» 任务说明
请查找下列各行中含有单词“after”的所有行，并逐行完整抄录。

-.-.-

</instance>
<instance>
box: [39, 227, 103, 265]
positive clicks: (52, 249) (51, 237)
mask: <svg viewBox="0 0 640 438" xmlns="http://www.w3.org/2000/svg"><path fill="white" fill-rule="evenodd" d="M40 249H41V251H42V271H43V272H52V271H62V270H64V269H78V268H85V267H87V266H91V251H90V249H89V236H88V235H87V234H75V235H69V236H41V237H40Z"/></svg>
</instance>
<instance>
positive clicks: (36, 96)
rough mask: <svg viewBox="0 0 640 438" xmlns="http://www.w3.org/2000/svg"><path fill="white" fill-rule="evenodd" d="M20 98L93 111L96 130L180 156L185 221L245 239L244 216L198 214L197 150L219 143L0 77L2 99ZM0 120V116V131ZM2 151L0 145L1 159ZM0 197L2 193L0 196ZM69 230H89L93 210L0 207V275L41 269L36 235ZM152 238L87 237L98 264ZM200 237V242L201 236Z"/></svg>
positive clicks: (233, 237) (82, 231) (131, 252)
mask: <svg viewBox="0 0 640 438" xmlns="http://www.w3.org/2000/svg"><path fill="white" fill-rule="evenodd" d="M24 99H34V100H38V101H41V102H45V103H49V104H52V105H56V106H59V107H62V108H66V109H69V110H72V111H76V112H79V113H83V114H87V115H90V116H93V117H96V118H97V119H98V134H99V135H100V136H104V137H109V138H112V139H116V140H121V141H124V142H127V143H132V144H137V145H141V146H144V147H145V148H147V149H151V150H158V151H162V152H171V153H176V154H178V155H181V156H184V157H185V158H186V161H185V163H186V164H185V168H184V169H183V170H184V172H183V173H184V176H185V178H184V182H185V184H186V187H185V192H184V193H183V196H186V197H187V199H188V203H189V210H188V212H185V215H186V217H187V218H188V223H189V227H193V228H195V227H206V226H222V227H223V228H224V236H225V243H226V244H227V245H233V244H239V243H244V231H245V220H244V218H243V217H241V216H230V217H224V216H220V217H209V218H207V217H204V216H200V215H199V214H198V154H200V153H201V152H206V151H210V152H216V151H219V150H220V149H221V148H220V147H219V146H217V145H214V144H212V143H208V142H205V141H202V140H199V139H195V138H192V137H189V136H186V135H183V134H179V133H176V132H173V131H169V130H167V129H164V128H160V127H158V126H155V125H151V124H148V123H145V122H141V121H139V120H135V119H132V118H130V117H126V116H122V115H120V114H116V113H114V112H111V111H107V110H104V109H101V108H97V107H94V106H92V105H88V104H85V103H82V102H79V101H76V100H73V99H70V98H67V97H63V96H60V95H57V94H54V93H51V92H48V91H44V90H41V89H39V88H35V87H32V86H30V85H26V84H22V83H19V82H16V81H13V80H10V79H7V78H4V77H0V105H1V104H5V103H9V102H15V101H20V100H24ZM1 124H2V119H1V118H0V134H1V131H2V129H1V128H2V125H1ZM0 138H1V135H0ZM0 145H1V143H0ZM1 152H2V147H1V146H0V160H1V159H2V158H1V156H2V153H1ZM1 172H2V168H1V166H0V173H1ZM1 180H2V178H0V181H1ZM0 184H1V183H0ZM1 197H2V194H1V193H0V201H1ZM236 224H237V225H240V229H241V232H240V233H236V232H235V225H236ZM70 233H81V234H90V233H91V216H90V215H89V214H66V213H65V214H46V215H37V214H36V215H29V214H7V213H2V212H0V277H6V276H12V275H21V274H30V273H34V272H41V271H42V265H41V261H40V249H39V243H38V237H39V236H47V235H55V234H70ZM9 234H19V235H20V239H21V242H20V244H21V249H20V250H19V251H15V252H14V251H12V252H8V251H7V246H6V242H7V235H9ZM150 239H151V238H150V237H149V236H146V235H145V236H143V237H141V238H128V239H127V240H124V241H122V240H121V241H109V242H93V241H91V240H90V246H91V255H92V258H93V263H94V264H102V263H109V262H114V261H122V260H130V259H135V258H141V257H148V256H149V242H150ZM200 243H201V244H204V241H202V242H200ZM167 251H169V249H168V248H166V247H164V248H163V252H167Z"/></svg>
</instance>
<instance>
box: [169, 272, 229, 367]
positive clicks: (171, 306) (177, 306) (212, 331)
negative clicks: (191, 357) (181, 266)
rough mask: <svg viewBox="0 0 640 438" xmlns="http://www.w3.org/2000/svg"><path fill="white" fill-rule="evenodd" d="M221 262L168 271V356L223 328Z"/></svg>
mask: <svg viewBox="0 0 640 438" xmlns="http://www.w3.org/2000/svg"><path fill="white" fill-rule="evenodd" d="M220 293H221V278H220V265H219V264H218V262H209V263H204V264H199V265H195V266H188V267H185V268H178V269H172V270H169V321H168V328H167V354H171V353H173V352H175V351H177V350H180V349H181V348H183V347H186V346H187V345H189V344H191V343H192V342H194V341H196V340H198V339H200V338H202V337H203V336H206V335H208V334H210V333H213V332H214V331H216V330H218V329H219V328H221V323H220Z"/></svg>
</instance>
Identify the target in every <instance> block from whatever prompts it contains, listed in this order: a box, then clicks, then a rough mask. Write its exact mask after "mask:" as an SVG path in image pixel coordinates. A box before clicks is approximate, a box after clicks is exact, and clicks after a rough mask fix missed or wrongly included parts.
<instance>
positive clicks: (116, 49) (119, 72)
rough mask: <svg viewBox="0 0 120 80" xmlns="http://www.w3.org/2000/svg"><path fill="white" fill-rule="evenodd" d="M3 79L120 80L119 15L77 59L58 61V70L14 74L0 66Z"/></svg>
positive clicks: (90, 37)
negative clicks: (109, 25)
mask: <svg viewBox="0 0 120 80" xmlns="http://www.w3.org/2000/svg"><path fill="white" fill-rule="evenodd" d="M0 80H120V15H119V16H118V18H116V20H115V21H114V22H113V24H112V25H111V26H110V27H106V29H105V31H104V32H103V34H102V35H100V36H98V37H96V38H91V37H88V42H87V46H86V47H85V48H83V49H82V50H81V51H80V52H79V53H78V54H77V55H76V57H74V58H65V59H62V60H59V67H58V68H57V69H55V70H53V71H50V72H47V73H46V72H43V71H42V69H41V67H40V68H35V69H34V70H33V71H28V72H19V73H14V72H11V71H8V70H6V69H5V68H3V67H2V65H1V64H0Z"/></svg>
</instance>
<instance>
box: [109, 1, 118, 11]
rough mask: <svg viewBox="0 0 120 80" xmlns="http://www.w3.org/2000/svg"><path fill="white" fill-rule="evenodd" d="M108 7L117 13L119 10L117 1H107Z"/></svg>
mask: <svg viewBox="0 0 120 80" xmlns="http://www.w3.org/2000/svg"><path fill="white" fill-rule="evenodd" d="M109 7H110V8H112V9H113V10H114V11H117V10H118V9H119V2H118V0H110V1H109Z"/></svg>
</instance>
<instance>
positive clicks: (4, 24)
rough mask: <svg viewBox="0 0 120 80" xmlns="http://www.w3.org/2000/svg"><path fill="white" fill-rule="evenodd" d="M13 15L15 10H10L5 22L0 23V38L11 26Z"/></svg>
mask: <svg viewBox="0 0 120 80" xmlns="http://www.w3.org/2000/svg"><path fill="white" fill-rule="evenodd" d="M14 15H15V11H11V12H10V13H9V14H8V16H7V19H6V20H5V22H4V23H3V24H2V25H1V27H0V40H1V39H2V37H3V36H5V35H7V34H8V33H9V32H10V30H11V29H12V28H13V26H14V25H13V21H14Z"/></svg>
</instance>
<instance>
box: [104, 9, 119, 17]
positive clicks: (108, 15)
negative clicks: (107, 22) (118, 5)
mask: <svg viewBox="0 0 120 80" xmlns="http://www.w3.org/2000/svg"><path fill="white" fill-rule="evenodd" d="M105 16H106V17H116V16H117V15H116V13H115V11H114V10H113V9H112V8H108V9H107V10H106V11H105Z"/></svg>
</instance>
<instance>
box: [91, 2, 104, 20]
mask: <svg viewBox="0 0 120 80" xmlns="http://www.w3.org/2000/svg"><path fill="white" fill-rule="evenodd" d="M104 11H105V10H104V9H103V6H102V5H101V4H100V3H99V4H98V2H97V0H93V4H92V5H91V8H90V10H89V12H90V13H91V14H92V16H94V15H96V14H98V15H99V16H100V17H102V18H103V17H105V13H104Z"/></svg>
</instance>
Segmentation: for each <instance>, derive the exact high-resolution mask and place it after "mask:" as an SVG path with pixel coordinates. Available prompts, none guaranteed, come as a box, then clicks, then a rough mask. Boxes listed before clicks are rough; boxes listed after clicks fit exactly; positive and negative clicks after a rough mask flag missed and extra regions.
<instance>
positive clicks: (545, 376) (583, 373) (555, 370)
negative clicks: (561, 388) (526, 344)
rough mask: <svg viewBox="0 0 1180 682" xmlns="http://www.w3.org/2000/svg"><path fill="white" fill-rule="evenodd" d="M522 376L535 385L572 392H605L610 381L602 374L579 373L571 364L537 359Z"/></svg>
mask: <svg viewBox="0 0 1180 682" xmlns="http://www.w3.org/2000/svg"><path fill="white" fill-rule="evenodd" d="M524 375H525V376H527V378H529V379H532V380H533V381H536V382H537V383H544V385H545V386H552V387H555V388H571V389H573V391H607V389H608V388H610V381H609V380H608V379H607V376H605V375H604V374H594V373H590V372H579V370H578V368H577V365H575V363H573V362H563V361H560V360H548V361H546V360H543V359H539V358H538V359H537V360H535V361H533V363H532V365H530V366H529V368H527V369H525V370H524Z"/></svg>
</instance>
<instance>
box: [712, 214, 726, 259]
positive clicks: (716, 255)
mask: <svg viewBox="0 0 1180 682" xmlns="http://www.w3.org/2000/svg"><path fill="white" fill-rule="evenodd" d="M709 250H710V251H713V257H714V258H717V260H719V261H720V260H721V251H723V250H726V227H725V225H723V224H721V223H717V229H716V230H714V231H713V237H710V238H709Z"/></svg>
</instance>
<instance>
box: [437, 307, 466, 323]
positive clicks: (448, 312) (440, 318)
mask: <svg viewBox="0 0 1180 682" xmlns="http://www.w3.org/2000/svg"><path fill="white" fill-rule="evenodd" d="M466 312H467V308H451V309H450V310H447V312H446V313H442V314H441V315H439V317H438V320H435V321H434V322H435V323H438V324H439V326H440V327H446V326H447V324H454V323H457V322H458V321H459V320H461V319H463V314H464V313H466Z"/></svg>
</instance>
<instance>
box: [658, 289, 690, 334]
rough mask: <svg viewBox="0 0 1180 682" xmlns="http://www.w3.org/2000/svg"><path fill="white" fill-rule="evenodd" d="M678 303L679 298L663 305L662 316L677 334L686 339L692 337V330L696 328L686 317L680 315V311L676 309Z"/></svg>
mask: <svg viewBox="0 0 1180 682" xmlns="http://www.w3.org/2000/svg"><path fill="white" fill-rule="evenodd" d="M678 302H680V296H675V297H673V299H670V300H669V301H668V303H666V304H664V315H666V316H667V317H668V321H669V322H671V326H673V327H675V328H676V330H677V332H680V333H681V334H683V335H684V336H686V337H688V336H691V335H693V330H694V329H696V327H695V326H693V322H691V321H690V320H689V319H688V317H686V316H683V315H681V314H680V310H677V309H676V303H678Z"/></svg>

-.-.-

» 任务答案
Identify the target in every <instance> block from whatever prompts it contains, listed in this order: a box, then clicks, then a rough mask. Write its exact mask after "mask:" as an SVG path in image pixel coordinates. A box before clicks is approximate, a box after clicks is exact, and clicks after a rough mask fix missed or wrongly included parts.
Segmentation: for each <instance>, derive the exact high-resolution mask and place it after "mask:" as an SVG path with pixel coordinates. Available prompts, none guaranteed, come as a box, then clicks, then a rough mask. Boxes listed before clicks are rough; boxes listed after clicks fit exactly; positive and negative clicks after a rough mask flag missed and extra regions.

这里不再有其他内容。